▸ 本文抜粋:
魔女
近所の家の物置でノラ犬が子供を生んだという
ディヤと一緒に見に行った
3匹の可愛い子犬が母親と共にいた
母犬の許可を得て、抱かせてもらった
あぁ・・ 素朴な子犬の臭いがする
その家の青年が、1匹貰ってよと言う
それでディヤが、魔女が止めるのも聞かず子犬の1匹を家に持ち帰った
家に着くと、ディチャが駆け寄って来て
「プラビッシュ兄さんがご飯を作り始めたよ!」 という
魔女は慌てて裏庭に走った
ヤバイ! ヤバイ!!

▸ データ一覧:

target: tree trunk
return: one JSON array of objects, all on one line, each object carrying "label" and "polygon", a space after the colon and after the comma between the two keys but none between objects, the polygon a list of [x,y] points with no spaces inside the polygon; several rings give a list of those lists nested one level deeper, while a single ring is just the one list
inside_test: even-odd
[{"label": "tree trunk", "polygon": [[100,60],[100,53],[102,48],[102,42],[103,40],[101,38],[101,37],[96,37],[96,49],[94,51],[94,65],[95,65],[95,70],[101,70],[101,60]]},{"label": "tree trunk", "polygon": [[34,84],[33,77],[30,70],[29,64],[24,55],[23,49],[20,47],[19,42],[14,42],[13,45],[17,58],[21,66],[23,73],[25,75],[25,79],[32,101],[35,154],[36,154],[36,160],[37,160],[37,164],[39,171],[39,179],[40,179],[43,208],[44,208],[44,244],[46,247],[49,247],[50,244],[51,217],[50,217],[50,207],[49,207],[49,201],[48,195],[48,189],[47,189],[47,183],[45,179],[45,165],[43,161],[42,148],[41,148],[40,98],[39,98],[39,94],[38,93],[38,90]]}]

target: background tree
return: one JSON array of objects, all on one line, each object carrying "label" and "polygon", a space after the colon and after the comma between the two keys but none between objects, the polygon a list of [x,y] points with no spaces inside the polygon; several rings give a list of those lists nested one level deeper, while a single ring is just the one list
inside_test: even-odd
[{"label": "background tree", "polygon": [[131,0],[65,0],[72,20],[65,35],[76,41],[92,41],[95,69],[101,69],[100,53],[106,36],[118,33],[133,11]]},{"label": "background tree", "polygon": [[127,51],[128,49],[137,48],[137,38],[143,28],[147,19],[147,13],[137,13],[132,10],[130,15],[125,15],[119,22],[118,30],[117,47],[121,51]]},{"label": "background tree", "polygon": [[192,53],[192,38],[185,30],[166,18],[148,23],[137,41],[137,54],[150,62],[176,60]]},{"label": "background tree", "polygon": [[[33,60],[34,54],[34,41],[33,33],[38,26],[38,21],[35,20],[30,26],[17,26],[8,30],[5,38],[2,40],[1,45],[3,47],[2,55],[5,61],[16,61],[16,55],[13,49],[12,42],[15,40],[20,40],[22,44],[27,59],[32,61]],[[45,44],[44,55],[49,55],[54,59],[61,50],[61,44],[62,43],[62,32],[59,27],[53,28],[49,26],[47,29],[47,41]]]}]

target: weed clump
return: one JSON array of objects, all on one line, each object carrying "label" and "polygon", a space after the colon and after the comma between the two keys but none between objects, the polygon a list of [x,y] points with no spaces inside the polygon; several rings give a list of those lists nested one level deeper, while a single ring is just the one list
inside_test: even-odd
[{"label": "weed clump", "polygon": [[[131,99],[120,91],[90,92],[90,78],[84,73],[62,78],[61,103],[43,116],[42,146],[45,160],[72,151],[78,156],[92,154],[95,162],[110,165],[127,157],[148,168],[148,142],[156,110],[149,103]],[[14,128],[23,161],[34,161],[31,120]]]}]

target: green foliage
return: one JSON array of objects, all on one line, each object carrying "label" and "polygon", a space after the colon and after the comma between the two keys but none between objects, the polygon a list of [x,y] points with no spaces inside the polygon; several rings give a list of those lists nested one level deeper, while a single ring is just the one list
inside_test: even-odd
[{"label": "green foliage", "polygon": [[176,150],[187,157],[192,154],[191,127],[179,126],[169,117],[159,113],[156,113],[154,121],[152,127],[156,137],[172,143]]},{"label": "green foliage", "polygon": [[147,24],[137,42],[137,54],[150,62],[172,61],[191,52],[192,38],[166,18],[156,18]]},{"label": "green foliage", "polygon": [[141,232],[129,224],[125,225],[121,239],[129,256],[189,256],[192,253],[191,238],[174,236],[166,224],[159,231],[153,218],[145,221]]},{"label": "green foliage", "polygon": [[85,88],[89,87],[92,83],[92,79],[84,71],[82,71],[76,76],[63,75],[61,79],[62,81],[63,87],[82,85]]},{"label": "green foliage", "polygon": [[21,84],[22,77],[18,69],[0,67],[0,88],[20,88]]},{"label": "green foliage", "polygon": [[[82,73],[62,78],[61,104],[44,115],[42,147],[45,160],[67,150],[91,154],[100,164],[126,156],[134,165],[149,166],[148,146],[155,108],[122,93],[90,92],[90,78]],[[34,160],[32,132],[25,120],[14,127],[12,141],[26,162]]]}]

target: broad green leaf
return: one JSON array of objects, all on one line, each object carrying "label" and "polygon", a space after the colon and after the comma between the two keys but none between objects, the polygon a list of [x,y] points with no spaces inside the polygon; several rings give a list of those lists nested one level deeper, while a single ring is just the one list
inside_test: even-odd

▸ 課題 1: 子犬の文章に出てくるカタカナの人名をすべて挙げてください。
▸ 課題 2: 子犬の文章の続きを、最後の文の後から書き進めてください。

▸ 最終結果 1: ディヤ、ディチャ、プラビッシュ

▸ 最終結果 2:
手遅れだったらどうしよう・・
体中の血管がどくどくした
果たして・・
いた・・! ちゃんと二羽いた・・
気が抜けてへなへなしながら台所に入ると
デバキの弟のプラビッシュが料理の準備をしていて
振り返りざまにこう言った
プラビッシュ 「あぁ魔女、今から美味しいチキンのスープ付きのダルバートを作るからね」
魔女 「チキンはやめて! 野菜がいい!!」
プラビッシュ 「あれ? 魔女はチキンが好きだって聞いたけど・・」
魔女 「野菜が食べたい!!」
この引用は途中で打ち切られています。